→ **Records provided**
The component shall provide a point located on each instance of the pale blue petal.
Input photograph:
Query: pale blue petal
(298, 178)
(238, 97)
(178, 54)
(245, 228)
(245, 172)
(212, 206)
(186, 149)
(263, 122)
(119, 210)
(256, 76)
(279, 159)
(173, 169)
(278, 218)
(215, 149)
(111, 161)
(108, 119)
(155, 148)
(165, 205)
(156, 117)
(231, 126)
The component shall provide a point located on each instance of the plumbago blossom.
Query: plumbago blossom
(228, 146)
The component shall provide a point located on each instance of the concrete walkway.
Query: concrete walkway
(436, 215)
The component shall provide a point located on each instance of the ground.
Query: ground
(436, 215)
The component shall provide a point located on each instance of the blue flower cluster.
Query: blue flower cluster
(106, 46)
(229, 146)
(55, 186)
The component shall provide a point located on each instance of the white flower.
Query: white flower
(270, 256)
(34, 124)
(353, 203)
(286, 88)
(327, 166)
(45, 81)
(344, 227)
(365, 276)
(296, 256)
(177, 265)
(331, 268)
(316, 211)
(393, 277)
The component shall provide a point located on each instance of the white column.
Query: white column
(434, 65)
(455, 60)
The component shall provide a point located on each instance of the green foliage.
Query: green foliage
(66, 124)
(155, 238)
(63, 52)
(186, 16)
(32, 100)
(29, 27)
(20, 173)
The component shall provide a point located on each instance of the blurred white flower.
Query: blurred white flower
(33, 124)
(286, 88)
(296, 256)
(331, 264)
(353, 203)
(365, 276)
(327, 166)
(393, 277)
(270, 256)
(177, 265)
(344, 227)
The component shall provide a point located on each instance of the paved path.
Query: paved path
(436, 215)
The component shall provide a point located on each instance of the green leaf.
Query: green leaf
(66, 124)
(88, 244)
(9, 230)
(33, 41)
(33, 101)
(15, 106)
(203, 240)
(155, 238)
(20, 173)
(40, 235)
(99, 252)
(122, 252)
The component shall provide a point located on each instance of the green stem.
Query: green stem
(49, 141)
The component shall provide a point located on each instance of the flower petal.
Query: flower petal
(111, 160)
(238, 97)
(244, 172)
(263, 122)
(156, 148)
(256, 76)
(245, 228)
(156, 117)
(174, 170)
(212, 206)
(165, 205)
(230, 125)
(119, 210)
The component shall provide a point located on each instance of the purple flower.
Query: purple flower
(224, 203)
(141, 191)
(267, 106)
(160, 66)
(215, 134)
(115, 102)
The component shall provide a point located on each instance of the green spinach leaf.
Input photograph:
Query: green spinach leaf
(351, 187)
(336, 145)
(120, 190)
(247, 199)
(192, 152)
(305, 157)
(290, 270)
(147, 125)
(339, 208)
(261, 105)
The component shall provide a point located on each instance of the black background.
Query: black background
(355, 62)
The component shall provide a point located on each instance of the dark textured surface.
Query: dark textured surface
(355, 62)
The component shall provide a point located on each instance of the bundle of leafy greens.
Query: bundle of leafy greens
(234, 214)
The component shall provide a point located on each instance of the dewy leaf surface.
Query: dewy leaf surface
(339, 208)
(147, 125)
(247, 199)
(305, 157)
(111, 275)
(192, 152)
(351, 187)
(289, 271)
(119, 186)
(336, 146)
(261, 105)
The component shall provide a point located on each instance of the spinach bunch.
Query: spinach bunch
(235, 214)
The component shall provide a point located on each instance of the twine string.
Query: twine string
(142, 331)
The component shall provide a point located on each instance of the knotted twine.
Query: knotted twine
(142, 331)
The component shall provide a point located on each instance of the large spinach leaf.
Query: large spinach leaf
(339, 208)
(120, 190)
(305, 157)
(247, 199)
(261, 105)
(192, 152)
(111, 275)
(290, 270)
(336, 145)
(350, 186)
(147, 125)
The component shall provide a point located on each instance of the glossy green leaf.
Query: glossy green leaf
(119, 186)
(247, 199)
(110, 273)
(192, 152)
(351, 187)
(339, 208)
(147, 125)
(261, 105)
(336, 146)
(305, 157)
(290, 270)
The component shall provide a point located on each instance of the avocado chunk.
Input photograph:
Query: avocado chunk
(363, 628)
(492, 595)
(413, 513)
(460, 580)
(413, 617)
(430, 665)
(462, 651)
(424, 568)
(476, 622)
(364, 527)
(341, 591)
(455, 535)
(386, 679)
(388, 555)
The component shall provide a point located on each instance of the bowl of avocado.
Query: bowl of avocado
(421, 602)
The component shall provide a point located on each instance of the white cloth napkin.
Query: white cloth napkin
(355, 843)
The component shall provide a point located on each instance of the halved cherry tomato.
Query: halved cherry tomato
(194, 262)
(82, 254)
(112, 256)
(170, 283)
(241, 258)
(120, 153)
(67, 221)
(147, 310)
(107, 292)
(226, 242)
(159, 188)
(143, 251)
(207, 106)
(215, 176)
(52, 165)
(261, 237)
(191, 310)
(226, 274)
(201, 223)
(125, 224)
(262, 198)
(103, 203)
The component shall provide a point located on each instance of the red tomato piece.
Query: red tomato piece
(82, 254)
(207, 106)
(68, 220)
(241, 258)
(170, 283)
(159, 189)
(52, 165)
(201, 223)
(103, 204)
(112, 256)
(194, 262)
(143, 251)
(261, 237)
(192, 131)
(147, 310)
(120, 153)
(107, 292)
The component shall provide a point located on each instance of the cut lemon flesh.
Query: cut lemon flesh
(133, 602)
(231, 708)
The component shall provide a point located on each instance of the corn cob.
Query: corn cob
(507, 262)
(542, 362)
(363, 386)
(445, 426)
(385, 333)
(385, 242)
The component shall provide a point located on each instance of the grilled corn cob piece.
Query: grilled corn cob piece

→ **Exercise brief**
Write out only what runs from the line holding "halved cherry tomato." through the last line of the records, exactly as shown.

→ **Written reply**
The component shall provide a point located on each instance of the halved cherry tomato.
Query: halved cherry tomato
(194, 262)
(82, 254)
(112, 256)
(170, 283)
(241, 258)
(120, 153)
(67, 221)
(147, 310)
(107, 292)
(226, 242)
(159, 188)
(143, 251)
(207, 106)
(215, 176)
(52, 165)
(261, 237)
(191, 310)
(226, 274)
(201, 223)
(125, 224)
(262, 198)
(103, 203)
The component shall provide a point located on each instance of the red tomato piece.
Query: red tomato piece
(82, 254)
(207, 106)
(68, 220)
(241, 258)
(170, 283)
(159, 189)
(52, 165)
(201, 223)
(103, 204)
(112, 256)
(194, 262)
(143, 251)
(261, 237)
(192, 131)
(147, 310)
(120, 153)
(107, 292)
The component shall provide a point located on each instance of the cut lemon flesh.
Query: cut lemon flesh
(133, 602)
(231, 708)
The component shall provide a point located on each instance of the corn cob.
Query: corn cob
(507, 262)
(542, 362)
(363, 386)
(445, 426)
(385, 333)
(385, 242)
The component shall provide a point located on each instance of the grilled corn cob piece.
Query: grilled corn cob piece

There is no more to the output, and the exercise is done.